PROBLEM:
Reply with every entry, repeated exactly as given.

SUPPLIED MATERIAL:

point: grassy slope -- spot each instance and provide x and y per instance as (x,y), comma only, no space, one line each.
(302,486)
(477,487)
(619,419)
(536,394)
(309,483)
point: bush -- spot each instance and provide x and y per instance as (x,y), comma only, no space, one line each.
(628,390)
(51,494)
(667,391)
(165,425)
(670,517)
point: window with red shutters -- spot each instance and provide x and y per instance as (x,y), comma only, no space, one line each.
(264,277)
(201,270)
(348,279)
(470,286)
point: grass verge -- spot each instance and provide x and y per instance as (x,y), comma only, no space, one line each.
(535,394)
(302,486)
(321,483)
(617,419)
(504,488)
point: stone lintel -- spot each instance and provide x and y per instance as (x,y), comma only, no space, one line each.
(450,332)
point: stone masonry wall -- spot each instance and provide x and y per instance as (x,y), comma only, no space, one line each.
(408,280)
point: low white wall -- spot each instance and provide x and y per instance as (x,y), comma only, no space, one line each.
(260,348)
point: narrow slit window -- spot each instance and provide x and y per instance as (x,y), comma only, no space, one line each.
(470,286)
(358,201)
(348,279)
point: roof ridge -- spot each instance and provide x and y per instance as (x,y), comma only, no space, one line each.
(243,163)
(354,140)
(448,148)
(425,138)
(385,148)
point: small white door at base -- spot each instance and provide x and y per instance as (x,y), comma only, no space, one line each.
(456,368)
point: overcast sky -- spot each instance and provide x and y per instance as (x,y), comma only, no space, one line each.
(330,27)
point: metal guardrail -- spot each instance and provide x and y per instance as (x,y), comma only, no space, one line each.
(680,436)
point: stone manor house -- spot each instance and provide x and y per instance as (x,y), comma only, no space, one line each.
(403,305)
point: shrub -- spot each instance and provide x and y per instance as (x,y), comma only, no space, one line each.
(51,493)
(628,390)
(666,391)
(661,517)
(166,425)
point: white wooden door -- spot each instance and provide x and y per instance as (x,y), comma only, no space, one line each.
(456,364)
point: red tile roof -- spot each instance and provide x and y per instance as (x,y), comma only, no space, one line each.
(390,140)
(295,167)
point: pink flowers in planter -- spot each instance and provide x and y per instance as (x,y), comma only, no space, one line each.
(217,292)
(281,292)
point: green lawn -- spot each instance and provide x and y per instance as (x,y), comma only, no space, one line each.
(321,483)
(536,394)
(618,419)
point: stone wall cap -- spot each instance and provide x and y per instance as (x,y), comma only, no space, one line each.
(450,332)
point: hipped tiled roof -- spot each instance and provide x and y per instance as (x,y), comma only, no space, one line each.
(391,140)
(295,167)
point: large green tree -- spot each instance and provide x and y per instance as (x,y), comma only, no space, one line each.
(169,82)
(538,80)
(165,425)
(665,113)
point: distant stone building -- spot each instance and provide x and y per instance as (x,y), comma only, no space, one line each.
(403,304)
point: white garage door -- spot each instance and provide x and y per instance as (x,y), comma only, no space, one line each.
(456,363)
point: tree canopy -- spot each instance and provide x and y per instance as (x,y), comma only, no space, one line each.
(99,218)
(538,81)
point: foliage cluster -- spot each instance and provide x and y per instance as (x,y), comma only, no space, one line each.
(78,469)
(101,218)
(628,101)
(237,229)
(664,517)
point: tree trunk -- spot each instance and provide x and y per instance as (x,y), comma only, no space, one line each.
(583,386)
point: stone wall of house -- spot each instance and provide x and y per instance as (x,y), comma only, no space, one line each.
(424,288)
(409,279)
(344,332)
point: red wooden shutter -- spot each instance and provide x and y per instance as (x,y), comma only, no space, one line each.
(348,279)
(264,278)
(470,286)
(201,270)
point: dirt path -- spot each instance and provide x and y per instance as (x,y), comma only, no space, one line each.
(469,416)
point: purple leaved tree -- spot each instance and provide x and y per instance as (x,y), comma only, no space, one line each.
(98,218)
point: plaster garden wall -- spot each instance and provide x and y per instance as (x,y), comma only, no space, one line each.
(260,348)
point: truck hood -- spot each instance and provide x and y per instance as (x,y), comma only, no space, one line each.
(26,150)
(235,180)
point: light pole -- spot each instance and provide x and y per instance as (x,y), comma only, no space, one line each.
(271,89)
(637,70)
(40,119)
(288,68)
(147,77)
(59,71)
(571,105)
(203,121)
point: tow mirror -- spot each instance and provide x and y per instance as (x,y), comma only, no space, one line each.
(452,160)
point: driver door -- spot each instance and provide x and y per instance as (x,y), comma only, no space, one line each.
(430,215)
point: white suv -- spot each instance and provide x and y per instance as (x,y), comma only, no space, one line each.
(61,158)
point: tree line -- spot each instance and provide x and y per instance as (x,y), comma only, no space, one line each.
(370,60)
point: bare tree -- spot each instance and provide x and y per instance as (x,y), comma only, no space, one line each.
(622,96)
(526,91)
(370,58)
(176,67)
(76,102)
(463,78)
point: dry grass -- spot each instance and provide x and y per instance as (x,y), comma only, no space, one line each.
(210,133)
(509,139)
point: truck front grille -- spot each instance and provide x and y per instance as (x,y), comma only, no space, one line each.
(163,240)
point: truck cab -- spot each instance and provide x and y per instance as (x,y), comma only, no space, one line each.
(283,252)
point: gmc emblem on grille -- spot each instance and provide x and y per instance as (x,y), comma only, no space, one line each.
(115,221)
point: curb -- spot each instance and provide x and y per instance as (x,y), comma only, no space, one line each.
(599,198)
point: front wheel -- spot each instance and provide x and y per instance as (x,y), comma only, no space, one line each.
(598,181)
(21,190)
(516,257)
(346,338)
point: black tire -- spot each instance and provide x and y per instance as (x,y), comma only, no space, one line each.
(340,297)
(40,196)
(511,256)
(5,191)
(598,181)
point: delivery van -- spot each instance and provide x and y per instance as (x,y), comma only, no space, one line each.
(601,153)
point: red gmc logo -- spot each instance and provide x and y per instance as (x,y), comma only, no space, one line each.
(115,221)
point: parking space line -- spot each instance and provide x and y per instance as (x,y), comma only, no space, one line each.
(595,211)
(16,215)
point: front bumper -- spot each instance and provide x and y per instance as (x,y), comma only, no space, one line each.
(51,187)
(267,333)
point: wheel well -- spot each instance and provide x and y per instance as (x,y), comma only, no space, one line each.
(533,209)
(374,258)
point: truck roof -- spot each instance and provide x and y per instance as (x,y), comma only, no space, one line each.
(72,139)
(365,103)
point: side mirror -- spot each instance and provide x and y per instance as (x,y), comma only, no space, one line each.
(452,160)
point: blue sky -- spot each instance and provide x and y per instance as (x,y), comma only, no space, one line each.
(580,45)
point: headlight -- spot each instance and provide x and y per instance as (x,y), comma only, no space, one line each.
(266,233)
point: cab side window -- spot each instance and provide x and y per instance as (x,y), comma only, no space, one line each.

ANSWER TO THE EXERCISE:
point: grassy slope -- spot each instance and provide x and y per instance as (x,y), comma only, no space, one line each.
(302,486)
(477,487)
(619,419)
(536,394)
(309,483)
point: bush -- spot each instance and provide x and y per instance as (x,y), comma only, no space, one line each.
(628,390)
(51,494)
(667,391)
(165,425)
(670,517)
point: window with red shutters -- spot each instance and provide x and y per instance as (x,y), comma only, no space, one line each.
(264,277)
(201,270)
(348,279)
(470,286)
point: grass verge -- spot each instance and provide x and y per instance as (x,y), comma only, no space, one line each.
(535,394)
(302,486)
(321,483)
(617,419)
(504,488)
point: stone lintel -- spot each instance and provide x and y per instance as (x,y), comma only, no space, one line each.
(450,332)
point: stone masonry wall -- spot each instance and provide x and y per instance as (x,y), comma only, no space, one line each.
(408,280)
point: low white wall -- spot each instance and provide x and y per instance as (x,y), comma only, no space, one line each.
(260,348)
point: narrow slit window -- spot each instance and provide x and y per instance as (x,y), comma only, no space, one line each.
(470,286)
(358,201)
(348,279)
point: roof ridge -- spot each instance and provide x and y per instance as (x,y), comma only, no space, one line each.
(243,163)
(354,140)
(448,148)
(425,138)
(385,148)
point: small white door at base -- spot each instance and provide x and y per instance as (x,y), comma only, no space, one line each.
(456,368)
point: overcast sky -- spot each instance and provide x and y per instance as (x,y), comma only, no space, one line each.
(330,27)
point: metal guardrail -- spot each instance and provide x and y per instance as (x,y), comma only, no space, one line each.
(680,436)
point: stone manor house -- spot each instance and provide x and y per instance as (x,y), comma only, no space, one line each.
(403,305)
point: shrub -- spot each instance and provide x and y per instance as (x,y), comma only, no space, one line each.
(51,493)
(628,390)
(666,391)
(661,517)
(166,425)
point: white wooden door -- spot each instance and provide x and y per instance as (x,y), comma only, no space, one line each.
(456,364)
point: red tile roof -- spot each instance and provide x and y per instance as (x,y), comma only, no space, one line each.
(390,140)
(295,167)
point: pink flowers in planter -- spot each instance and provide x and y per instance as (x,y), comma only, no space, one line each.
(217,292)
(281,292)
point: green lawn -- spot each instance and provide x and y per instance as (x,y), comma only, no space, one line each.
(321,483)
(536,394)
(618,419)
point: stone wall cap -- spot each instance and provide x and y per instance as (x,y), comma only, no space, one line each.
(450,332)
point: hipped tiled roof -- spot each instance and provide x and y per instance as (x,y), comma only, no space, one line each.
(391,140)
(295,167)
point: large green tree -- spot each instance and provide x and y per instance as (x,y), comma only, no space, one line each.
(169,82)
(538,80)
(165,425)
(665,113)
point: distant stone building -- spot each instance and provide x and y per instance as (x,y), comma only, no space, one line each.
(403,304)
point: white garage door -- spot each instance and provide x and y per instance as (x,y), comma only, no space, one line each.
(456,363)
point: tree canopy -- spot each instance and provide x and y per instance as (x,y), comma only, no space, one line each.
(99,218)
(538,81)
point: foliage cluster -- spot each instance and provide x and y per instance as (x,y), comma only, no space, one line each.
(78,469)
(101,218)
(628,101)
(237,229)
(664,517)
point: tree trunk -- spot each instance and provide x and y per instance as (x,y), comma only, no space, one line each.
(583,386)
point: stone wall of house -- spot each instance and provide x and y per instance as (x,y), comma only, no space, one line each.
(424,288)
(409,279)
(344,332)
point: red wooden shutter -- spot each instance and provide x and y per instance as (x,y), comma only, no space, one line each.
(348,279)
(264,278)
(470,286)
(201,270)
point: dirt path -- spot each instance and provide x and y per instance as (x,y), comma only, no space, one line each.
(469,416)
point: purple leaved tree -- spot each instance and provide x and y per instance as (x,y), comma only, no space, one line each.
(98,218)
point: plaster garden wall -- spot each instance and provide x and y per instance as (x,y), comma only, no space, one line each.
(260,348)
point: truck hood -- spot each instance and provide x and y per instance as (x,y), comma only, no space, one line each.
(26,150)
(235,180)
point: light pole -- spot each instance and provide x and y per instance as (x,y), comma only, no space, one line each.
(271,89)
(637,70)
(40,119)
(288,68)
(147,77)
(59,71)
(571,105)
(203,121)
point: tow mirror -- spot each instance and provide x and y per instance as (x,y), comma only, no space, one line each.
(452,160)
point: driver door -- spot each instance and provide x and y per instance as (x,y), comma only, no space, one line each.
(430,215)
point: white suv -- spot each instance and provide x and y per instance as (x,y), comma only, no space, one line each.
(61,158)
point: tree line -- spot each instance and provide x and y per instance as (x,y), comma only, no space, one line each.
(370,60)
point: bare tree -- spot each instance and provide x and y per instance as (x,y), comma only, no space, one line each.
(622,96)
(526,91)
(370,58)
(176,67)
(76,102)
(463,78)
point: dry grass -- spot each instance and provide x and y per instance as (x,y), comma only, no space, one line each.
(210,133)
(509,139)
point: truck front grille -- spot each instance and provide x and y per instance as (x,y), comma only, no space, one line each.
(163,240)
point: truck cab -- spot each instance and provide x and y per instance as (x,y), comma only, no space, one line each.
(283,252)
point: gmc emblem on grille -- spot each instance and provide x and y per instance as (x,y), comma only, no space, one line each.
(115,221)
point: curb -- spot each instance and provide x and y per instance as (x,y), comma only, no space, one line each.
(599,198)
point: front wheel -- spot each instance and provide x and y per instance as (x,y), comma only, no space, one line each.
(598,181)
(21,190)
(516,257)
(346,338)
point: black tire -- spot each instance and provide x and y per instance as (x,y), comma only, no space, one line each.
(340,297)
(40,196)
(511,256)
(5,191)
(598,181)
point: delivery van -- spot each instance and provide x and y per instance as (x,y), comma only, no space, one line each.
(601,153)
point: red gmc logo -- spot each instance and provide x and y per instance as (x,y), comma only, no space, one line each.
(115,221)
point: parking space line -- spot each instance and provide x and y per instance as (x,y), comma only, no space, one line each.
(595,211)
(16,215)
point: front bumper -- spot each instance and provide x and y per instance as (x,y), comma only, no space, one line each.
(51,187)
(267,333)
point: wheel well -- spot each instance and provide x and y per instance as (x,y), comma only, no space, one line each.
(533,209)
(374,258)
point: truck roof -- spot each instance and provide x and y per instance as (x,y), comma only, no space, one line each.
(72,139)
(365,103)
point: side mirror -- spot each instance and provide x and y per instance as (x,y), comma only, no space, one line each.
(452,160)
point: blue sky -- spot each instance and provide x and y per instance as (x,y), comma only, no space, one line each.
(580,45)
point: headlight -- spot each instance and provide x and y per instance as (x,y), comma only, no space, one line each.
(266,233)
point: cab side window -- spot each instance and provide x and y per instance as (x,y), comma only, no space, one line each.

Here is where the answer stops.